> [To be done]:
Reproduce exactly the lines from the one containing "spire as a single point per instance." through the end of the listing, minus the pictures.

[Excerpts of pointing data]
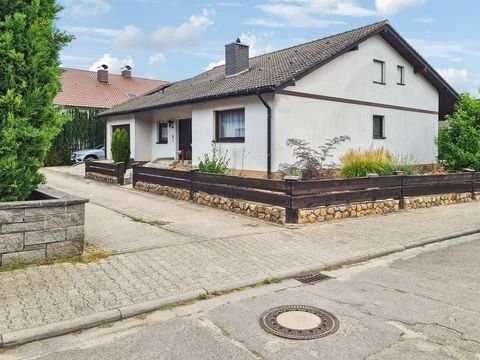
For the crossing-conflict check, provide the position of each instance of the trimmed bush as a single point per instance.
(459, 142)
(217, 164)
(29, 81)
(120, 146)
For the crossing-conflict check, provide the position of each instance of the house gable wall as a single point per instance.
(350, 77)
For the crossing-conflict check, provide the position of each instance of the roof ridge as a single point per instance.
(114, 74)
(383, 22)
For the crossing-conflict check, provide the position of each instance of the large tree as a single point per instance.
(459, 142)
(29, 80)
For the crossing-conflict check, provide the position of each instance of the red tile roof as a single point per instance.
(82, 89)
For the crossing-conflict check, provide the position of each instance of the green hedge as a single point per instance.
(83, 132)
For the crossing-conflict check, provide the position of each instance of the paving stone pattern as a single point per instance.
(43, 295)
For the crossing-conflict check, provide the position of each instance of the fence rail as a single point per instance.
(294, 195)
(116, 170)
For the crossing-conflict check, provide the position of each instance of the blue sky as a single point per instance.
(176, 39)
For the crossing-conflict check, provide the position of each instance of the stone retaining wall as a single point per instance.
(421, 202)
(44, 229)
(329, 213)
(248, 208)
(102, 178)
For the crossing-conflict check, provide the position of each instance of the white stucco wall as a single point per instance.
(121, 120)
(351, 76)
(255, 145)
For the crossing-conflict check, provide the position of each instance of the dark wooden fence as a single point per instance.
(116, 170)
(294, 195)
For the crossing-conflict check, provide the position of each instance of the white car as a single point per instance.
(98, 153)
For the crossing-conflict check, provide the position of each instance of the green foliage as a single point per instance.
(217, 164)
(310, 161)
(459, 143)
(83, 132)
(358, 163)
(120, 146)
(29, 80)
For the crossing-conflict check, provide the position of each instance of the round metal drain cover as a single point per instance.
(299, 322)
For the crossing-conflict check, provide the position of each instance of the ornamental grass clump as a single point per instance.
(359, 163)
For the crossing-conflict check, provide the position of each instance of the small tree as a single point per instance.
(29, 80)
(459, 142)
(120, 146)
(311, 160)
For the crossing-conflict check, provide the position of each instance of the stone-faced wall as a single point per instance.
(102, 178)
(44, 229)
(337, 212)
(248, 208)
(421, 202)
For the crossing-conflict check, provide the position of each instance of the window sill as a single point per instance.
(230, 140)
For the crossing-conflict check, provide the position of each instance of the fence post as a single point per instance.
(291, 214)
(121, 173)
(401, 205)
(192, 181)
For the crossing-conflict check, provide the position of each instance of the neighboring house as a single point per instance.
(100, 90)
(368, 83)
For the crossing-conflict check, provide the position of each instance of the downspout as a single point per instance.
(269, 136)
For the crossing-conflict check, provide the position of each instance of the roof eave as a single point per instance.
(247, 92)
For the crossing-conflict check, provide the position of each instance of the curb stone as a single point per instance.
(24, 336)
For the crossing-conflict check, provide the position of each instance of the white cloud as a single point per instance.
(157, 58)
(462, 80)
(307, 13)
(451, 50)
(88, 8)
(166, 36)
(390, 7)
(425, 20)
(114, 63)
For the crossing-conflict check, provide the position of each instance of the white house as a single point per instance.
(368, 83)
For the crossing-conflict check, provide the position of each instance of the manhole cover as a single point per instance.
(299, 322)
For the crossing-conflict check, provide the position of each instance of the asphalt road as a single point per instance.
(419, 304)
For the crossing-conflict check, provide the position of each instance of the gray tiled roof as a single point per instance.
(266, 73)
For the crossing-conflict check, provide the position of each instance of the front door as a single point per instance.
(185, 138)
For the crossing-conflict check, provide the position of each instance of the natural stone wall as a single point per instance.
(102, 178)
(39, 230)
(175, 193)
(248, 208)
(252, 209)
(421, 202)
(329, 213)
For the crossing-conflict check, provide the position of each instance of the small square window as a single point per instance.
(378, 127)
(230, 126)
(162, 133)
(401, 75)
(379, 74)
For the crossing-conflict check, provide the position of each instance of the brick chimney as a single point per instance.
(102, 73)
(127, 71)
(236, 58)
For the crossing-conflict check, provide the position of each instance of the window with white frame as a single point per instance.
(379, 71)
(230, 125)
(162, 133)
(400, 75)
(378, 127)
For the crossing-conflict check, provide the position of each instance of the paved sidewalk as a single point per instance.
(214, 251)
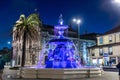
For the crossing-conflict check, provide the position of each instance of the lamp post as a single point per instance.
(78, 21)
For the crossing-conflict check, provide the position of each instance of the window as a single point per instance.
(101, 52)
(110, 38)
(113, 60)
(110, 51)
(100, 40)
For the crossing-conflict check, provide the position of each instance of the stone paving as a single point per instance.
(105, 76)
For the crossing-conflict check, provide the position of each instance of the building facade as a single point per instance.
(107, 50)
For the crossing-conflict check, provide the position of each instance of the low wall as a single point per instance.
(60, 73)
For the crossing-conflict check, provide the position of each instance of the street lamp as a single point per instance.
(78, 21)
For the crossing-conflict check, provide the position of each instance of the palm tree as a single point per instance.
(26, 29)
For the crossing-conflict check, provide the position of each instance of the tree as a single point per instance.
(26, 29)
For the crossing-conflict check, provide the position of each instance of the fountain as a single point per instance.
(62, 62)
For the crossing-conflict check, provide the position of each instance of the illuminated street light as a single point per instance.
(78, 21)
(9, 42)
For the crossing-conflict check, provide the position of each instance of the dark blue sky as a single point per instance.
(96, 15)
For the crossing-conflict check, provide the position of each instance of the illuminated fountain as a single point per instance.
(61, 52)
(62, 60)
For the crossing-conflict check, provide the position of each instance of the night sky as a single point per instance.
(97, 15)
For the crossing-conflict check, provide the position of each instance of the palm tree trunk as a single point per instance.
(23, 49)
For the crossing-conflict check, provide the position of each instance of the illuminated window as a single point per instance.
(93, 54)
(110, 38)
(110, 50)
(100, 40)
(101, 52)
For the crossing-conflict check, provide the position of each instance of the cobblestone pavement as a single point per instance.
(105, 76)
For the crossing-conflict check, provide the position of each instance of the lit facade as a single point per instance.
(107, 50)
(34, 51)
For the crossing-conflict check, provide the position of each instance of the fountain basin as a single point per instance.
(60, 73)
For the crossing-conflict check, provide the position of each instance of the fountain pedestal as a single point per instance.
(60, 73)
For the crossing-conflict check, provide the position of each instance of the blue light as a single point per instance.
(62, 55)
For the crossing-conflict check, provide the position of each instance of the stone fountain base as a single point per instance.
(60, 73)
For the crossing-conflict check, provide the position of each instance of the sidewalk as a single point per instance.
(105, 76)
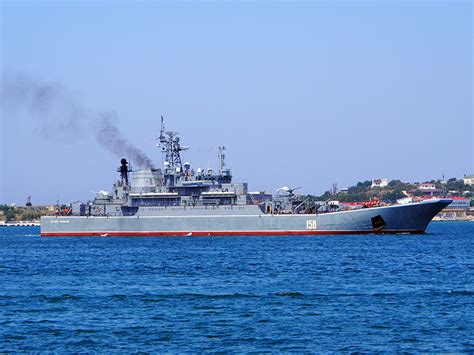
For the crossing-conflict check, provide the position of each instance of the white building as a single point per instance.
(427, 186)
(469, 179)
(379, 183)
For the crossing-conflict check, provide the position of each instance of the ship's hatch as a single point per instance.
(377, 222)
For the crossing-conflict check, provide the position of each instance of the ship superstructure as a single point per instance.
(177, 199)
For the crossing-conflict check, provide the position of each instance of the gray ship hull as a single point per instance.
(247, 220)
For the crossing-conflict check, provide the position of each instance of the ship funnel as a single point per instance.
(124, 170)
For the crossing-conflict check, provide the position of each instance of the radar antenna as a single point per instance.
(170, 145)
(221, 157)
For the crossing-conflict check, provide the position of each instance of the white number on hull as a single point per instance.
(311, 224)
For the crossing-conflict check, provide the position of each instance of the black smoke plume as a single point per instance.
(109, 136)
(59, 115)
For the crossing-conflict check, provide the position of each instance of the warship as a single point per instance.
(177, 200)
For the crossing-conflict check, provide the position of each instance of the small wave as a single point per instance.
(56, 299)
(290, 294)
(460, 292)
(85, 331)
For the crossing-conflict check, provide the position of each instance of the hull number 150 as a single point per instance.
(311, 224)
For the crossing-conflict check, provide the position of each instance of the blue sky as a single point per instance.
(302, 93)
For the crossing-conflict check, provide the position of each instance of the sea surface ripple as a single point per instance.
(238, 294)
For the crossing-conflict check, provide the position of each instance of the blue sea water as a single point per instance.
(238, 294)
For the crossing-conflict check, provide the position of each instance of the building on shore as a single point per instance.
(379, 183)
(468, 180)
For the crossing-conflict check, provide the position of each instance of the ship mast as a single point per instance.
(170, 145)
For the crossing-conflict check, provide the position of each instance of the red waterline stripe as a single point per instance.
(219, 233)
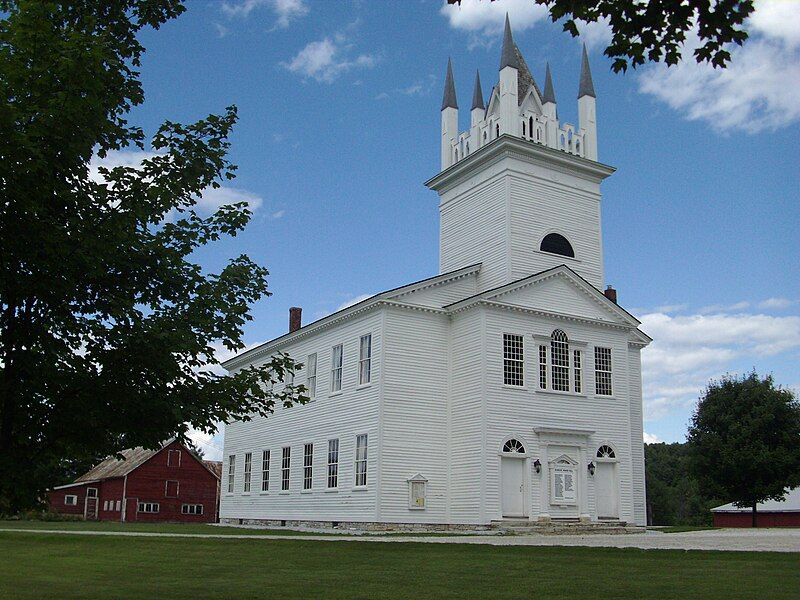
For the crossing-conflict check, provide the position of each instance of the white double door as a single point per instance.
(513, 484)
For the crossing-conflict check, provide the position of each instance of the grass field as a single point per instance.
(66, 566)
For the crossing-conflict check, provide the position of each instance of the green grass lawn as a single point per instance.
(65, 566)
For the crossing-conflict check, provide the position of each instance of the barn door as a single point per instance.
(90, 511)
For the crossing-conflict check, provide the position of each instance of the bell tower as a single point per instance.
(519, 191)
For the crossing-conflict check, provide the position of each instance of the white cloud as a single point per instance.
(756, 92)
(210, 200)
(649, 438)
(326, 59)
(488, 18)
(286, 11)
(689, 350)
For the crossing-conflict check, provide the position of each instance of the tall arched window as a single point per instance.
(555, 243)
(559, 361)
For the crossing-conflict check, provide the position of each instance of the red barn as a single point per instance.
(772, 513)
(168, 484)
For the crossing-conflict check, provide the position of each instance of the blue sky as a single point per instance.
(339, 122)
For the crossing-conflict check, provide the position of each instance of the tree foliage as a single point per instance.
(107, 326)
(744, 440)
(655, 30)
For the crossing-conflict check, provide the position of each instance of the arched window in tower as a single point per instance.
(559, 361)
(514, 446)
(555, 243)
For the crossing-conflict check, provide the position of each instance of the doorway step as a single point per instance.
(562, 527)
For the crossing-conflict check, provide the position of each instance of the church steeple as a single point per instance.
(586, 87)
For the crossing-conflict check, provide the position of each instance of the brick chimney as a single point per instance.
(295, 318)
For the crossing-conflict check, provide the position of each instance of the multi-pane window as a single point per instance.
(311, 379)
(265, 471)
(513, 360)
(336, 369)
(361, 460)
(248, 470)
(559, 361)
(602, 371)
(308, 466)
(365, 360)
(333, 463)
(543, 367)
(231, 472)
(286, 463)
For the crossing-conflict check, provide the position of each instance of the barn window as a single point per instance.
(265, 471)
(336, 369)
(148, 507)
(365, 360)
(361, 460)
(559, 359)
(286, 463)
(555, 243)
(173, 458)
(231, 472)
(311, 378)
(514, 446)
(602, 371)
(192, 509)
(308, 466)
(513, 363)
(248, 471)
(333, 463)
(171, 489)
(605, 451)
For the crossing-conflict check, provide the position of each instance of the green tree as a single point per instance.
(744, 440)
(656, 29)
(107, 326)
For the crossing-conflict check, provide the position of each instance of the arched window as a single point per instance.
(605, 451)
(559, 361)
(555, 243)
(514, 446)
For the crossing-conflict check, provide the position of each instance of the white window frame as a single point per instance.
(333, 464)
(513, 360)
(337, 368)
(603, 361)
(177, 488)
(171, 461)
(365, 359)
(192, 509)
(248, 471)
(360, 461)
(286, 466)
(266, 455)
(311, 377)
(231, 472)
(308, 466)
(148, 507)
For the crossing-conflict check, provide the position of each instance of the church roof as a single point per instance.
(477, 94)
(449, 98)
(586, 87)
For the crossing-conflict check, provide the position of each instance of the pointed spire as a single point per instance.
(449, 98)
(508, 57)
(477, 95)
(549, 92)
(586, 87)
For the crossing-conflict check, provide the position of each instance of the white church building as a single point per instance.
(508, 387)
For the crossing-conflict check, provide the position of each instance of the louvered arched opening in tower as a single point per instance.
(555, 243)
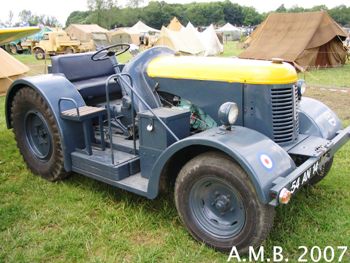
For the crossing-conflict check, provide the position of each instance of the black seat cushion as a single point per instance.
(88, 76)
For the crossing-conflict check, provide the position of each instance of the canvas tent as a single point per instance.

> [Complete output]:
For the crossing-conflict check, provide the position of each instance of the pointed spire as a single point per instance.
(449, 98)
(508, 57)
(477, 95)
(549, 92)
(586, 87)
For the crossing-conflict check, provide the position of each instance of the white church building as a single point per instance.
(508, 387)
For the crossing-conflict check, provide the position of each instance of the louvered arched opening in tower as a single point per instance.
(555, 243)
For the crossing-conflict check, provide the position of each instance of the black seat cushion as a single point per instance.
(88, 76)
For the crossing-conflict check, provide the position of each instance of the canvas tent as a single point per instance.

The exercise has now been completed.